[Saved entries]
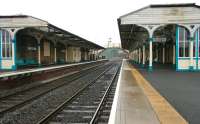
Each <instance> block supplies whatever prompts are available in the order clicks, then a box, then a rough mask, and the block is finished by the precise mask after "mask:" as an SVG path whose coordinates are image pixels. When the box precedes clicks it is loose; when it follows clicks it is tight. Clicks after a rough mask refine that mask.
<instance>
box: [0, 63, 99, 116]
mask: <svg viewBox="0 0 200 124" xmlns="http://www.w3.org/2000/svg"><path fill="white" fill-rule="evenodd" d="M99 68H101V66H100V67H99V66H92V67H89V68H86V69H83V70H82V71H79V72H74V73H71V74H69V75H65V76H64V77H62V79H58V80H56V81H51V82H48V83H44V84H41V85H37V86H35V87H31V88H29V89H25V90H23V91H20V92H16V93H13V94H10V95H7V96H5V97H1V98H0V117H2V116H3V115H4V114H5V113H8V112H12V111H15V110H16V109H19V108H20V107H23V106H25V105H26V104H28V103H30V102H32V101H34V100H36V99H38V98H39V97H41V96H43V95H45V94H47V93H49V92H51V91H53V90H55V89H58V88H60V87H62V86H64V85H67V84H69V83H70V82H72V81H74V80H76V79H78V78H81V77H83V76H85V75H87V74H89V73H91V70H98V69H99Z"/></svg>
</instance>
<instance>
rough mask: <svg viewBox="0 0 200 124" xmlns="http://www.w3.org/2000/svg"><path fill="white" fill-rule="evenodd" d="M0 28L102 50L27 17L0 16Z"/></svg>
mask: <svg viewBox="0 0 200 124" xmlns="http://www.w3.org/2000/svg"><path fill="white" fill-rule="evenodd" d="M0 28H31V29H32V30H35V31H39V32H42V33H45V34H46V35H47V36H49V37H54V38H58V39H59V41H63V43H66V44H69V45H73V46H80V47H81V46H82V47H86V48H90V49H104V47H102V46H100V45H97V44H95V43H93V42H91V41H88V40H86V39H84V38H82V37H80V36H78V35H75V34H73V33H71V32H69V31H66V30H64V29H61V28H59V27H57V26H55V25H53V24H50V23H49V22H47V21H45V20H42V19H39V18H36V17H33V16H28V15H9V16H0Z"/></svg>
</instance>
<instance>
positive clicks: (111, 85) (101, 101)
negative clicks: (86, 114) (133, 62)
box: [90, 67, 120, 124]
mask: <svg viewBox="0 0 200 124" xmlns="http://www.w3.org/2000/svg"><path fill="white" fill-rule="evenodd" d="M119 70H120V67H118V69H117V71H116V73H115V75H114V76H113V78H112V79H111V83H110V84H109V86H108V88H107V89H106V91H105V93H104V95H103V97H102V99H101V102H100V103H99V105H98V107H97V109H96V111H95V113H94V115H93V117H92V120H91V121H90V124H95V123H96V119H97V117H98V114H99V112H100V110H101V107H102V106H103V104H104V102H105V101H106V98H107V96H108V94H109V92H110V90H111V88H112V84H113V83H114V82H115V79H116V77H117V74H118V72H119Z"/></svg>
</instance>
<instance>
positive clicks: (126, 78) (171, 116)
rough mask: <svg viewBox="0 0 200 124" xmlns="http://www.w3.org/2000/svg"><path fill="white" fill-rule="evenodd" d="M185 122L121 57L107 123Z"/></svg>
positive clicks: (170, 105)
mask: <svg viewBox="0 0 200 124" xmlns="http://www.w3.org/2000/svg"><path fill="white" fill-rule="evenodd" d="M133 123H136V124H160V123H162V124H187V123H188V122H187V121H186V120H185V119H184V118H183V117H182V116H181V115H180V114H179V113H178V112H177V111H176V110H175V109H174V108H173V107H172V106H171V105H170V103H168V101H167V100H166V99H165V98H164V97H163V96H162V95H160V94H159V92H158V91H157V90H156V89H154V87H152V86H151V84H150V83H149V82H148V81H147V80H146V79H145V78H144V77H143V76H142V75H141V74H140V72H139V71H138V70H137V69H136V68H135V67H133V66H132V65H130V64H129V63H128V60H125V59H124V60H123V63H122V67H121V71H120V76H119V80H118V84H117V89H116V93H115V96H114V102H113V105H112V110H111V114H110V118H109V124H133Z"/></svg>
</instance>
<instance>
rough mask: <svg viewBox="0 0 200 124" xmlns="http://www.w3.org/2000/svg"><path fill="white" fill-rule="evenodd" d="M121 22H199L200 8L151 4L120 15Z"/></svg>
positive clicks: (194, 6) (126, 23)
mask: <svg viewBox="0 0 200 124" xmlns="http://www.w3.org/2000/svg"><path fill="white" fill-rule="evenodd" d="M120 20H121V24H177V23H184V24H185V23H199V22H200V9H199V7H198V6H196V5H192V4H191V6H189V5H188V6H185V7H182V6H178V5H177V6H175V5H174V6H172V7H166V6H159V5H157V6H156V5H150V6H148V7H145V8H142V9H140V10H137V11H134V12H132V13H129V14H127V15H124V16H121V17H120Z"/></svg>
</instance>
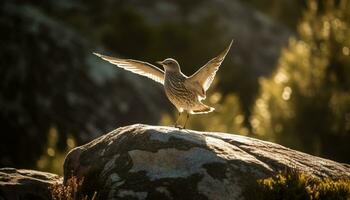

= Directions =
How many lines of the material contain the string "positive"? Case counts. Reply with the number alone.

= Result =
4